### EXERCISE DETAILS:
The records that follow must be repeated verbatim, every one of them.

### PROVIDED MATERIAL:
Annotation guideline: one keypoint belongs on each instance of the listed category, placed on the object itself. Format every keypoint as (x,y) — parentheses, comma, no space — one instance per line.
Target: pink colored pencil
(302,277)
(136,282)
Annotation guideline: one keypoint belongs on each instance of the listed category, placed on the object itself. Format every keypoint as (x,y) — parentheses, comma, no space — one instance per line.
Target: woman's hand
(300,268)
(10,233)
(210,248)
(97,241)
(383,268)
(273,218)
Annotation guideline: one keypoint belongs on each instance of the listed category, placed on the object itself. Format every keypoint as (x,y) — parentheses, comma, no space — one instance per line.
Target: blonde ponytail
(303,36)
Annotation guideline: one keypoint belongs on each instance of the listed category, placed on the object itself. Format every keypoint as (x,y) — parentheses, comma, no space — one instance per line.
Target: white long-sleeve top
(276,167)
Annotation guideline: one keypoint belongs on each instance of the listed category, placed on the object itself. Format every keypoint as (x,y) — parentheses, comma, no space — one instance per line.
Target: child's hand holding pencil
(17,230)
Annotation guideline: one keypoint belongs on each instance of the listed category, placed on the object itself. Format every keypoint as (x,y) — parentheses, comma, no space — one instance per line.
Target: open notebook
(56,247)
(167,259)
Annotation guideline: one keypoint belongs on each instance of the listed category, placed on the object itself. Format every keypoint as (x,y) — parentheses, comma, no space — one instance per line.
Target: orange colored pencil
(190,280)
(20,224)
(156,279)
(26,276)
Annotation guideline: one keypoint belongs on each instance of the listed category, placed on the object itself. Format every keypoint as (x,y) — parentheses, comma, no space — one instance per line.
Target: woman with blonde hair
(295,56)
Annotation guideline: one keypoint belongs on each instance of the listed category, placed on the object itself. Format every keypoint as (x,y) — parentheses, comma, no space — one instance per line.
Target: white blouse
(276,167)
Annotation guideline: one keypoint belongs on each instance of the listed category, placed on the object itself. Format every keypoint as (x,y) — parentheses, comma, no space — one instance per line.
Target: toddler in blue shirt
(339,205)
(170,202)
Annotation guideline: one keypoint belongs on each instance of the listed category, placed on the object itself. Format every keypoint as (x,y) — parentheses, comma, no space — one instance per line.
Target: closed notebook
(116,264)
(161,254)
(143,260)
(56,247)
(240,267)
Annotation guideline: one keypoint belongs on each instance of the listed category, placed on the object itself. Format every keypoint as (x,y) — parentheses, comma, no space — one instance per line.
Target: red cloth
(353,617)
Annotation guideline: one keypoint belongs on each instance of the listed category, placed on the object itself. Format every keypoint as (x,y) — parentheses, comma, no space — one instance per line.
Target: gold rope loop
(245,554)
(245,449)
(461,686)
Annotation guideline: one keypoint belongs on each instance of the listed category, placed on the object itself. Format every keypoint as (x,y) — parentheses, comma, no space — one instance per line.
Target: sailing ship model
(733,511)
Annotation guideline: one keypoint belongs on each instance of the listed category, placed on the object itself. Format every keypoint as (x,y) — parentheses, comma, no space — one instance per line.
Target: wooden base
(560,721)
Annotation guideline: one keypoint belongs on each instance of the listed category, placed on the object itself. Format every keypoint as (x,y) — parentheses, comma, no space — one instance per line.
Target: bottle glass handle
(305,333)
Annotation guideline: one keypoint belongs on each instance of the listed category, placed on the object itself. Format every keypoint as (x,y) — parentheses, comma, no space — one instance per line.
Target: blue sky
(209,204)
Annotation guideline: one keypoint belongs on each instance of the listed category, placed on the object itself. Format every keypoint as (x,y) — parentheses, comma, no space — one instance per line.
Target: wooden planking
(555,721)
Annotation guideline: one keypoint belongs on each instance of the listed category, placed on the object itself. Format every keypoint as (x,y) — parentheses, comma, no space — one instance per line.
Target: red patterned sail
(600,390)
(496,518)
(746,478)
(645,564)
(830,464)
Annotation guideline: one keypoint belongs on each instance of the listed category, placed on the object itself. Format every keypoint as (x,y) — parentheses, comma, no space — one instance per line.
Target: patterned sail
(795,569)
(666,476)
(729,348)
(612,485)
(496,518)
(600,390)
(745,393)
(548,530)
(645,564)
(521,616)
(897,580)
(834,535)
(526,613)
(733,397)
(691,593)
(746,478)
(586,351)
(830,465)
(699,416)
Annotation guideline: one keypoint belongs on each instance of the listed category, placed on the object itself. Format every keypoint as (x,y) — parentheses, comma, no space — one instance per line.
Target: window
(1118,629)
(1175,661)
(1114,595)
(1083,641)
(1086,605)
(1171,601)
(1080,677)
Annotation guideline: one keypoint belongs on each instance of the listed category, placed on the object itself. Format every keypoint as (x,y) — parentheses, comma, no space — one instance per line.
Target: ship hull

### WRITTEN ANSWER:
Annotation guideline: one keypoint belongs on each instance of the listed category, placed on the object itself. Format every keypoint as (x,y) — parentheses, comma, no space — one instance per line.
Target: pink colored pencil
(302,277)
(136,282)
Annotation guideline: one keypoint belongs on each instance of the listed category, placed on the object itself. Format every keypoint as (x,y) — parentheses, comma, no space — one instance per line.
Target: woman's hand
(300,268)
(10,233)
(210,248)
(97,241)
(383,268)
(273,218)
Annotation guideline: one keypoint belongs on each instance of the listed category, placed on the object itself. Format every keypoint as (x,y) — parentheses, comma, no space — one instance per line.
Target: blonde ponytail
(303,36)
Annotation guideline: one keypoint belongs on each instance of the listed category, placed on the object itself. Format every keypoint as (x,y) — parentheses, comma, no space — one instance per line.
Target: white long-sleeve top
(276,167)
Annotation guideline: one keypoint belongs on each instance of the listed category, placed on the object itself. Format every keypoint as (x,y) — parentheses, comma, no space — one instance per line.
Target: child's hand holding pencil
(17,230)
Annotation guideline: one keypoint belongs on each instance of the listed category, placed on the object itself. Format every keypoint as (x,y) — parentheses, comma, no space — one instance per line.
Target: open notebook
(56,247)
(167,259)
Annotation guideline: one keypoint belongs on each instance of the listed category, placed on the object itself. Format every keypoint as (x,y) — parentheses, comma, no space — one instance per line.
Target: orange colored pencil
(190,280)
(20,224)
(156,279)
(26,276)
Annotation guideline: one keypoint belongs on each instance of the listed category, placed on the object itself. Format every keypoint as (x,y) — parentheses, comma, no space — one instance per line.
Target: woman with blonde hair
(295,56)
Annotation guideline: one keypoint belongs on each instance of the listed category, placed on the object itself. Format every keypoint as (x,y) — parentheses, comma, no space — one instance per line.
Target: white blouse
(276,167)
Annotation guideline: one keypoint belongs on each instance of the listed category, placed on the object itself. Format every keypoint as (x,y) — parentheses, comma, no space — one instance per line.
Target: toddler in blue shirt
(339,205)
(170,202)
Annotation guideline: one keypoint belongs on each instance of the listed category, placed on the object itself. Format every keypoint as (x,y) — parentheses, comma, no space — one instance per line.
Target: closed notebook
(116,264)
(161,254)
(143,260)
(56,247)
(240,267)
Annotation guideline: one keypoint belongs on each instance of the listed category, placed on the object itself. Format every keypoint as (x,y) — parentheses, comma, no space — one instance per line.
Target: red cloth
(353,617)
Annotation guideline: one keypoint belongs on each instance of the listed category, placed on the object itself. Format every keypoint as (x,y) — parentheses, comma, no space — one instance per line.
Target: gold rope loop
(245,554)
(245,449)
(461,686)
Annotation guideline: one keypoint belongs on each instance of the listed category, placed on the object itself. Format every keypoint as (x,y) — parentheses, comma, no space — one instance per line.
Target: sailing ship model
(733,511)
Annotation guideline: one keypoint belongs on each instance of the listed category, placed on the object itself. Format every keypoint as (x,y) — parentheses, comma, no space — one instance per line.
Target: wooden base
(560,721)
Annotation guideline: one keypoint belongs on each instance of the listed category, placed on the object itself. Format every keypoint as (x,y) — parentheses, comma, no space — one instance per line.
Target: bottle glass handle
(305,333)
Annotation guideline: one keypoint belongs on each instance of the listed category, placed on the object itself. Format every keypoint as (x,y) — parentheses, comma, no space — one instance per line.
Target: blue sky
(209,204)
Annotation guideline: one keypoint belongs on each instance of the listed category, placed on the object itself. Format every keypoint as (x,y) — parentheses, comma, no space — one instance per line.
Target: wooden planking
(555,721)
Annotation guideline: one keypoint belongs on each instance of the listed category, placed on the object itself. Format every keypoint as (x,y) — parentheses, comma, no space — one instance per line.
Target: red patterned sail
(600,390)
(496,518)
(746,478)
(645,564)
(830,464)
Annotation guideline: one keypoint belongs on each instance of the listed category, placed on the object itself. Format every keypoint as (x,y) — parentheses, comma, no space — one instance per line.
Target: patterned sail
(795,569)
(666,476)
(729,348)
(612,485)
(496,518)
(600,390)
(745,393)
(548,530)
(645,564)
(521,616)
(897,580)
(834,535)
(526,613)
(733,397)
(691,593)
(746,478)
(586,351)
(830,465)
(699,416)
Annotation guideline: one keypoint belongs on each instance of the listed category, placed on the object itself. Format every keypoint as (x,y) — parentheses, comma, no space — one instance per line.
Target: window
(1118,629)
(1175,661)
(1114,595)
(1083,641)
(1086,605)
(1171,601)
(1080,677)
Annotation guideline: one keypoint belongs on each instance of the listed category, placed on the object itself. Format every keypoint as (x,y) — parentheses, comma, no space — one instance per line.
Target: ship hull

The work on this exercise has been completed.